▸ Problem description: Copy each line in the data that includes the word "brown".

▸ Dataset entries:
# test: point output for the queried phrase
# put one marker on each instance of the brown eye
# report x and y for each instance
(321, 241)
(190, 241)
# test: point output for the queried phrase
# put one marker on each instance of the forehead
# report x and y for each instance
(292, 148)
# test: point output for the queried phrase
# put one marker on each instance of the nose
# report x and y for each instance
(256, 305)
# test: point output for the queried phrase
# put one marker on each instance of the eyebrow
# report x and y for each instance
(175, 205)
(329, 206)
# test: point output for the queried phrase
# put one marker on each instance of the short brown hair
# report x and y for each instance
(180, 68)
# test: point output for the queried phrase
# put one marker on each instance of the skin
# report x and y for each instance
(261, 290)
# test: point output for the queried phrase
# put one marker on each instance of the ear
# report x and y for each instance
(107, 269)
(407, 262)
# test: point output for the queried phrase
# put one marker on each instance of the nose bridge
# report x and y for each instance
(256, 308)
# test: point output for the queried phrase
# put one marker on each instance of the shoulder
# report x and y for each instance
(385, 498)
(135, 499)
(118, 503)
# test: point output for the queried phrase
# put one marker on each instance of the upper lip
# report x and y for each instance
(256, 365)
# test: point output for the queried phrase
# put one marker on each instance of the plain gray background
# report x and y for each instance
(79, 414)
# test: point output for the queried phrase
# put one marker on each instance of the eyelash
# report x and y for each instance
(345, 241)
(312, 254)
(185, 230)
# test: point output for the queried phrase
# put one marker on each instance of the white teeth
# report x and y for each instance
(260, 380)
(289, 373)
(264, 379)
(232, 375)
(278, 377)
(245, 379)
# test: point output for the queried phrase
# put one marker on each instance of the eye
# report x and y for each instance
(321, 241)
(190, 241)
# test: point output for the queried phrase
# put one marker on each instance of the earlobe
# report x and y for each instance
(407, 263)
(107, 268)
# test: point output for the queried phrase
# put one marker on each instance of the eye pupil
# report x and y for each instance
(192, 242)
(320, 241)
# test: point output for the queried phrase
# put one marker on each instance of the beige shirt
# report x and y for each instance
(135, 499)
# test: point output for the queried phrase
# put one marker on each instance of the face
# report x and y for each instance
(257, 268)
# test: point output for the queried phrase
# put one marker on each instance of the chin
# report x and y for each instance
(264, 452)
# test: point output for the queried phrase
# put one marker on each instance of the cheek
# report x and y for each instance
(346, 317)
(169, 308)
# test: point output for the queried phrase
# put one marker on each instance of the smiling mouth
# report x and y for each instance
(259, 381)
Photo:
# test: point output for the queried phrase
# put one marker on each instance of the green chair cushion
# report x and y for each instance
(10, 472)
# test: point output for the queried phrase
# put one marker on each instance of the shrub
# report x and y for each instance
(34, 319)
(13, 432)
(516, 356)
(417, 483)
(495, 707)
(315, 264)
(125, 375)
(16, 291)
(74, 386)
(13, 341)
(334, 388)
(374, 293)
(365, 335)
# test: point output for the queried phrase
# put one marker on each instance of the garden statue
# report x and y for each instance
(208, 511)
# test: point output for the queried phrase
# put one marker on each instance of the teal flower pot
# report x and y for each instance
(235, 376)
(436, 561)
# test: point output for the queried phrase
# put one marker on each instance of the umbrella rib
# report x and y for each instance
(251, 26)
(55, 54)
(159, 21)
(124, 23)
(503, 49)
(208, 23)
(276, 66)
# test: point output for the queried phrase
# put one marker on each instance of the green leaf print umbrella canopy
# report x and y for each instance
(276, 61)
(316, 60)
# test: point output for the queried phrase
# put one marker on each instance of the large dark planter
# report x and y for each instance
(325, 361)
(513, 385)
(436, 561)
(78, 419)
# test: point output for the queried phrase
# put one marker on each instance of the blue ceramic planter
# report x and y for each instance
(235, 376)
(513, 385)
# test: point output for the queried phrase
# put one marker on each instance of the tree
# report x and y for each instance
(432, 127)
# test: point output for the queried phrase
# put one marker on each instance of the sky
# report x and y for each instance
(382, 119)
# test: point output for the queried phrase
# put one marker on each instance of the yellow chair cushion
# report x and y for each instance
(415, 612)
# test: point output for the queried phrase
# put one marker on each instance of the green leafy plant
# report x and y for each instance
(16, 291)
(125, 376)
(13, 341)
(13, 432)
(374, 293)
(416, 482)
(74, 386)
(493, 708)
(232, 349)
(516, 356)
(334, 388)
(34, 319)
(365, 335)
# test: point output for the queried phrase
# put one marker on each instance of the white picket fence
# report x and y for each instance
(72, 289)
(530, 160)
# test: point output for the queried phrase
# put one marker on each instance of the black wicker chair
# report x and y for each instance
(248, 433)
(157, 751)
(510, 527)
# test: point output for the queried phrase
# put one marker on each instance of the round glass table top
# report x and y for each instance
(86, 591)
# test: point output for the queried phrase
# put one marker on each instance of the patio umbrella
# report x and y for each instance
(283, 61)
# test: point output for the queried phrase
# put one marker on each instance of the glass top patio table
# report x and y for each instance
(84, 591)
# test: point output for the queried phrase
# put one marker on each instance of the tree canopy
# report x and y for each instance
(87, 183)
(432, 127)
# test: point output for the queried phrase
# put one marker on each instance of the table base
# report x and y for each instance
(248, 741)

▸ The completed task:
# put one marker on each instance of the brown eye
# put one marker on each instance of the short brown hair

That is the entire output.